§ THE DATA:
——
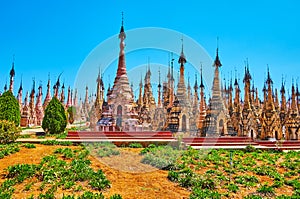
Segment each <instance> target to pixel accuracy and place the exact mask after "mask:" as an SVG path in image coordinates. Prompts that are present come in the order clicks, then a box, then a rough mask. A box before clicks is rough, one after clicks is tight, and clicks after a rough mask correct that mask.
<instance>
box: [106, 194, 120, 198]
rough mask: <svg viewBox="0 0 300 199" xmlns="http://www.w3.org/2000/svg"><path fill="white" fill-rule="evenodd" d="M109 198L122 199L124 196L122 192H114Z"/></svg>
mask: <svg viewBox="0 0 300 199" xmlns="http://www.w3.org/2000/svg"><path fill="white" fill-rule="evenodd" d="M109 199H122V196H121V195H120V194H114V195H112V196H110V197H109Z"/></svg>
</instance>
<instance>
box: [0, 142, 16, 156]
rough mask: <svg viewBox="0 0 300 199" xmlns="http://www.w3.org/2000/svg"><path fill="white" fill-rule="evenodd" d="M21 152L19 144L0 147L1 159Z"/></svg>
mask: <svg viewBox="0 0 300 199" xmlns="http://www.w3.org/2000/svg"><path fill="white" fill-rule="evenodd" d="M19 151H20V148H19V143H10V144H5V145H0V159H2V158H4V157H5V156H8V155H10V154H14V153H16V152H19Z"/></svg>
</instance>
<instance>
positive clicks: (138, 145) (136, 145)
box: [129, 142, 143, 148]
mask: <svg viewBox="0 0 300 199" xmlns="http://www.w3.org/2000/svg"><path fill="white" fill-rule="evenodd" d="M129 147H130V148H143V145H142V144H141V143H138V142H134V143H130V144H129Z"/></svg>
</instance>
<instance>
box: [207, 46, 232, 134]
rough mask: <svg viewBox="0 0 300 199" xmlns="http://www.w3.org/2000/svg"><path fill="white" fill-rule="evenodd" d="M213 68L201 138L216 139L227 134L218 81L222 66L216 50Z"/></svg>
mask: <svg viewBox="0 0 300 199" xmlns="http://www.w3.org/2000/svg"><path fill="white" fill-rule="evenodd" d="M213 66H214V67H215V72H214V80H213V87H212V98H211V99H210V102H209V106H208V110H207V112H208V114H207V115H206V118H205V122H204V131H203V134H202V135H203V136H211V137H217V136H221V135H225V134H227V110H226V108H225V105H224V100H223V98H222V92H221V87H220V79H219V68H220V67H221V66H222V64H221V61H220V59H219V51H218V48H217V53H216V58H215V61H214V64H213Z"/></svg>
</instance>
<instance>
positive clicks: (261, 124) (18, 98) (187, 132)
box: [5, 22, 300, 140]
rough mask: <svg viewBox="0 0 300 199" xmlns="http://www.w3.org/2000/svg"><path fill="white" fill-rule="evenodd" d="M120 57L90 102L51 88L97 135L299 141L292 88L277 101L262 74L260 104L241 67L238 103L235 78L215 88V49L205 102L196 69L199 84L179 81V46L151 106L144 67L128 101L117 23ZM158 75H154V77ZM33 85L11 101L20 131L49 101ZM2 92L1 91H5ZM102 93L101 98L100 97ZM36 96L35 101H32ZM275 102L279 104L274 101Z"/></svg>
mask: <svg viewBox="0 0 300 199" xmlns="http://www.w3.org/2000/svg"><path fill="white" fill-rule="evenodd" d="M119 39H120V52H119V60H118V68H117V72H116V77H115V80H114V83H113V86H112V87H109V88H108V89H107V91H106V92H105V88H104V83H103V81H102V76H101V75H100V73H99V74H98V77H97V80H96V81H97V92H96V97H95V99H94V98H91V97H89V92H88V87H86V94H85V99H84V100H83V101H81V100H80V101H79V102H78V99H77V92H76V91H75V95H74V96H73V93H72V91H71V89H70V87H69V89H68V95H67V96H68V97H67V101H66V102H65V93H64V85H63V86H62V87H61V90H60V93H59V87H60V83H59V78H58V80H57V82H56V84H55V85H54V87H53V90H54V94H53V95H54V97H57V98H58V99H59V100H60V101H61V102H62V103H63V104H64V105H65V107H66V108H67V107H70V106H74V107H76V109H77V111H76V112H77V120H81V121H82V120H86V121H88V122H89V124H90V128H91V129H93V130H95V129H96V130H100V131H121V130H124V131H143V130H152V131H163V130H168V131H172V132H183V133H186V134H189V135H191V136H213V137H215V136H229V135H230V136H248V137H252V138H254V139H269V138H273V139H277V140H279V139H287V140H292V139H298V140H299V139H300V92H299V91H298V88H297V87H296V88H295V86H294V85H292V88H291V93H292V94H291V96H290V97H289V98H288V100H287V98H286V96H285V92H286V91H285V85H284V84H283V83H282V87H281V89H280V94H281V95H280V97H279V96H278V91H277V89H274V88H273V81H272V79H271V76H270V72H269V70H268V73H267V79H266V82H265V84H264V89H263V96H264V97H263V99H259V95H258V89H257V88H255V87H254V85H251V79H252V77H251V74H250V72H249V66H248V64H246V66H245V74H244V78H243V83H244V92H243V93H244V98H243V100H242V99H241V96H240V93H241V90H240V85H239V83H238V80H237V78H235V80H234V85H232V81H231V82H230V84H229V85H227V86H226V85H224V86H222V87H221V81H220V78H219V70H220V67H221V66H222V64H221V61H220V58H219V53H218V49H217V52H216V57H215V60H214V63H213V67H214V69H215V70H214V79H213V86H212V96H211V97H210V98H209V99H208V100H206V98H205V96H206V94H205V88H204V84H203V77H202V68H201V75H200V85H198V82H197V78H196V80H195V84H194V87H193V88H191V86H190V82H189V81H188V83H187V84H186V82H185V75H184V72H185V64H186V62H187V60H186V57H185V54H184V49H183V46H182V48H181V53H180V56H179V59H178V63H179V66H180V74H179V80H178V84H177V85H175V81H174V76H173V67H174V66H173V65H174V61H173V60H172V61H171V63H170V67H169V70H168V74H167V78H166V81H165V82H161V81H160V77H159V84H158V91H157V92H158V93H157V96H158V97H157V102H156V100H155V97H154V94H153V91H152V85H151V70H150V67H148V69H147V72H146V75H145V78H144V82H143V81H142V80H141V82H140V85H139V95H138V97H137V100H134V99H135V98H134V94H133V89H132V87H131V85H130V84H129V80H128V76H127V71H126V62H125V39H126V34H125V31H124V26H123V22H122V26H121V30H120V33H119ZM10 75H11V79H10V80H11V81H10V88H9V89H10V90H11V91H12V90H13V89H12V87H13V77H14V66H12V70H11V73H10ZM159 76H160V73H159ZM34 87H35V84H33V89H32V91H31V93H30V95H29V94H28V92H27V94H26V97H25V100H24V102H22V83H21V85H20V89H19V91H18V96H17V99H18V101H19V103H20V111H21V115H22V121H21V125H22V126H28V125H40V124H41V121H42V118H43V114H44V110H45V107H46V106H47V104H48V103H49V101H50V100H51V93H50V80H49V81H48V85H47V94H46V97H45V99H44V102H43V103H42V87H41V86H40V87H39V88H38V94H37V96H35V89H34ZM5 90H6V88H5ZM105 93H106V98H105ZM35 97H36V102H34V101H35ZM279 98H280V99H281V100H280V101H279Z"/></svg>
——
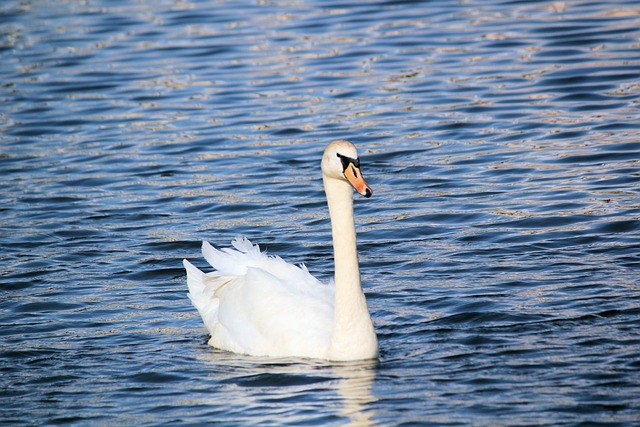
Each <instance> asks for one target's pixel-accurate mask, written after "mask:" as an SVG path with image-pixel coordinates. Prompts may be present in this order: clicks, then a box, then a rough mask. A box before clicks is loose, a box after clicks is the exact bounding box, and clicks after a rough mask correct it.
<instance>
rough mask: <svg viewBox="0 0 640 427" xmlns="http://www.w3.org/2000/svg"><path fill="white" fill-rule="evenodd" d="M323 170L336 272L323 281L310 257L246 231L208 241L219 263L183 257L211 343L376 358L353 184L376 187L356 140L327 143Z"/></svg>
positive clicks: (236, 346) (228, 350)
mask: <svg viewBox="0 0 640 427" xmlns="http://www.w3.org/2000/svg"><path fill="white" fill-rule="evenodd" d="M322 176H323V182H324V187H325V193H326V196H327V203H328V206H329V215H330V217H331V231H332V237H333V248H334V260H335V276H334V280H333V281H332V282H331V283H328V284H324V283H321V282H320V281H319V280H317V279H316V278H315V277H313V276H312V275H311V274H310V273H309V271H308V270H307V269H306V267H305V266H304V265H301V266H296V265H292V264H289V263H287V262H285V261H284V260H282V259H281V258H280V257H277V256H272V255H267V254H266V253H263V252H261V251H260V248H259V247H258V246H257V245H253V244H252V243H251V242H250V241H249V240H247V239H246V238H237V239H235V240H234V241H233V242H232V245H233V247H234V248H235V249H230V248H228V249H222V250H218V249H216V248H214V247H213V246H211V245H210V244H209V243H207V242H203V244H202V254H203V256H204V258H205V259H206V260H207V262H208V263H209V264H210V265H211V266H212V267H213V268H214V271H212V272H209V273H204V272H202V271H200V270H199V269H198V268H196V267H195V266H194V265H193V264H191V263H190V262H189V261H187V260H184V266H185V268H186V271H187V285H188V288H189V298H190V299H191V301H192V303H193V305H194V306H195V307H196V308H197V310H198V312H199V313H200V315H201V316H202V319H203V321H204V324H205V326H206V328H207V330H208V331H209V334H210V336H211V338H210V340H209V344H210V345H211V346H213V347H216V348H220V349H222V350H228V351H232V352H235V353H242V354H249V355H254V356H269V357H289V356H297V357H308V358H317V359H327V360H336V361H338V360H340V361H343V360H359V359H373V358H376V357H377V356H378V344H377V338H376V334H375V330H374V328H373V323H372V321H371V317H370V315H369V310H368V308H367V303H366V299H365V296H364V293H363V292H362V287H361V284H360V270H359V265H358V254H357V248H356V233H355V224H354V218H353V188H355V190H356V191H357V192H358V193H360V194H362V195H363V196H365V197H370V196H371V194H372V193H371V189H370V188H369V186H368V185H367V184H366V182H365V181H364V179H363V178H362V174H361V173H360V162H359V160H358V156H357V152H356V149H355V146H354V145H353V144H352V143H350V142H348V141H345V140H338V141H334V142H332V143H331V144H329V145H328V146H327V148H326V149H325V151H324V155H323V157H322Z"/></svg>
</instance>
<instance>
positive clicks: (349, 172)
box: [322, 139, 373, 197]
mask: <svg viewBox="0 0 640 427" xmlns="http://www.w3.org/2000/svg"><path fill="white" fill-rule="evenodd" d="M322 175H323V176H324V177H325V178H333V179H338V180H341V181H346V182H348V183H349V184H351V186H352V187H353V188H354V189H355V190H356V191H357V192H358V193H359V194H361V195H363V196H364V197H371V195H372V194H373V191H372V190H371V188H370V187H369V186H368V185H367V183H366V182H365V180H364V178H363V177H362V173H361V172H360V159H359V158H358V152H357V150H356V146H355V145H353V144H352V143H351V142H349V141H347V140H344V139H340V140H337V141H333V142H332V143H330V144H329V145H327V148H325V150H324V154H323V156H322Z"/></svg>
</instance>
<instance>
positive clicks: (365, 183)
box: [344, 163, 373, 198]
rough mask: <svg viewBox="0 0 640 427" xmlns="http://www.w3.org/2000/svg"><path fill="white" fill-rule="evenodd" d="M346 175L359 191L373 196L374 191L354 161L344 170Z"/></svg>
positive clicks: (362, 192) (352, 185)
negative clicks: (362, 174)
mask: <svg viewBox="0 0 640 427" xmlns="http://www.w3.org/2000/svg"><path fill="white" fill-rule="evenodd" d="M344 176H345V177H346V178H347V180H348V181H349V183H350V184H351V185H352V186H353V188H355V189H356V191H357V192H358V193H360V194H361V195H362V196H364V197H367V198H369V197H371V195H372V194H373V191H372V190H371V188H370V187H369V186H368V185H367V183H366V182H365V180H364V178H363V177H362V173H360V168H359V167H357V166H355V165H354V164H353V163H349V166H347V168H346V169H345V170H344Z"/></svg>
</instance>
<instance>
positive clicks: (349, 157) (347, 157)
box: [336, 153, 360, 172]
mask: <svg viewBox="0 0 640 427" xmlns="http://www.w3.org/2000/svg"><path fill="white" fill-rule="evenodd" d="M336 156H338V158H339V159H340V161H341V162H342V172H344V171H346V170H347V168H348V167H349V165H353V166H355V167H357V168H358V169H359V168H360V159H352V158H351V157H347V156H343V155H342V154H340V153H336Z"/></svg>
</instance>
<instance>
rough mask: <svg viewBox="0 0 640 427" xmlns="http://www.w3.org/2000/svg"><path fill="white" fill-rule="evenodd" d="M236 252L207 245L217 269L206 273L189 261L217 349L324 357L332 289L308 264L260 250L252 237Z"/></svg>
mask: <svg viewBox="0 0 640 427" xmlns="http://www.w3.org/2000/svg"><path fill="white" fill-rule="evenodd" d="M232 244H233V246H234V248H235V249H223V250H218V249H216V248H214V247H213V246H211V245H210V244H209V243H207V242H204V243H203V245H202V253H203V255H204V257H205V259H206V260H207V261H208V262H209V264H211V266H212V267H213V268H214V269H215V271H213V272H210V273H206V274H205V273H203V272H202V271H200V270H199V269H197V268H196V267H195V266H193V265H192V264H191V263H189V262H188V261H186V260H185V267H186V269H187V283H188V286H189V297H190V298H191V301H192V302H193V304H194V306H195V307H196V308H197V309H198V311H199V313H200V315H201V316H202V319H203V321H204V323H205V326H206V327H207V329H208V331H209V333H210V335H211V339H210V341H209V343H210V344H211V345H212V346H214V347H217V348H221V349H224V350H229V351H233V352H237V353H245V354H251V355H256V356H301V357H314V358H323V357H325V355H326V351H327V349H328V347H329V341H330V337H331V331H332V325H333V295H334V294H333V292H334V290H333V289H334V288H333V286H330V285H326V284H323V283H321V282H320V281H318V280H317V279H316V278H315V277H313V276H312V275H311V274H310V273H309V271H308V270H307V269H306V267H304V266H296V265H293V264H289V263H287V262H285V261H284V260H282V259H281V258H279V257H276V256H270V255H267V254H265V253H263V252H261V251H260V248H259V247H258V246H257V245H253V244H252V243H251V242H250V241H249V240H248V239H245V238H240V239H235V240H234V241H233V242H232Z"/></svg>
——
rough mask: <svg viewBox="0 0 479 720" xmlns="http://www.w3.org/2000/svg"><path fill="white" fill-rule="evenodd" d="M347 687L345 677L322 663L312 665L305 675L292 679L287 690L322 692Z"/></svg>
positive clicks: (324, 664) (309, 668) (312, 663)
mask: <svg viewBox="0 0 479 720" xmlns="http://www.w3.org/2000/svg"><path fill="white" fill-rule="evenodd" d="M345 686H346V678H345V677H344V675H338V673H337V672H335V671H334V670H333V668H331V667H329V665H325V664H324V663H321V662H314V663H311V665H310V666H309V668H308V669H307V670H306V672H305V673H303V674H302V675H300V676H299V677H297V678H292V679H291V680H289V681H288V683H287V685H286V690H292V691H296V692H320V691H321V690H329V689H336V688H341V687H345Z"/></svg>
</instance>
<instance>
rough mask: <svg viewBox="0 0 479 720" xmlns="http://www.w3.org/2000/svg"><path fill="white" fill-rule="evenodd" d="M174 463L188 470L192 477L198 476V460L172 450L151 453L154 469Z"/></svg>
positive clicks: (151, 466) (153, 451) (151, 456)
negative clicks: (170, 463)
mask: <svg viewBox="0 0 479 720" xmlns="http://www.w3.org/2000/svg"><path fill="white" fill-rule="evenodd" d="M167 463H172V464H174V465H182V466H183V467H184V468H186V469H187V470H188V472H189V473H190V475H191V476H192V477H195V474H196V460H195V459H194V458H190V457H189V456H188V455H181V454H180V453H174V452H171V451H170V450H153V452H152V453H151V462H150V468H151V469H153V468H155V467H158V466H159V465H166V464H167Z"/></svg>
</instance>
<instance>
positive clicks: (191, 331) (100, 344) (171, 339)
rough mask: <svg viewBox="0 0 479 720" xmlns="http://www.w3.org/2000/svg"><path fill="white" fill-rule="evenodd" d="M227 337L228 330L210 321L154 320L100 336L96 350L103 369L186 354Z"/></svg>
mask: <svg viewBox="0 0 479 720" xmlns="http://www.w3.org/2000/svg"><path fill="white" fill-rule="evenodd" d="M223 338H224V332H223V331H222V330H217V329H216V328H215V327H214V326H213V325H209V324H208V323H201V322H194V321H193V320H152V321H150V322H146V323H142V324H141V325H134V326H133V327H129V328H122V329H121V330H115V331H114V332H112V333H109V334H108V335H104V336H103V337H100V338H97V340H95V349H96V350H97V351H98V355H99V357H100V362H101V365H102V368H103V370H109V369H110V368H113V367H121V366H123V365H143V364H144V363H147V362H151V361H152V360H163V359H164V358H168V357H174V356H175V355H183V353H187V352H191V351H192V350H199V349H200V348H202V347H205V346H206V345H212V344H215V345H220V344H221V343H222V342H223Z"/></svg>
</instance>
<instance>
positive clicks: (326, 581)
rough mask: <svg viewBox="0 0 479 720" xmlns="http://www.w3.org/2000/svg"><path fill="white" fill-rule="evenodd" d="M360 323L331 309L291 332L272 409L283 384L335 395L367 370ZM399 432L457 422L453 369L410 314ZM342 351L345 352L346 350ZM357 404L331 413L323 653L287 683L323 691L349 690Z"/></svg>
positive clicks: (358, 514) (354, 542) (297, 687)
——
§ WORK REQUEST: How many lines in the rows above contain the string "correct"? Reply with the number alone.

§ FINISHED EXERCISE: 2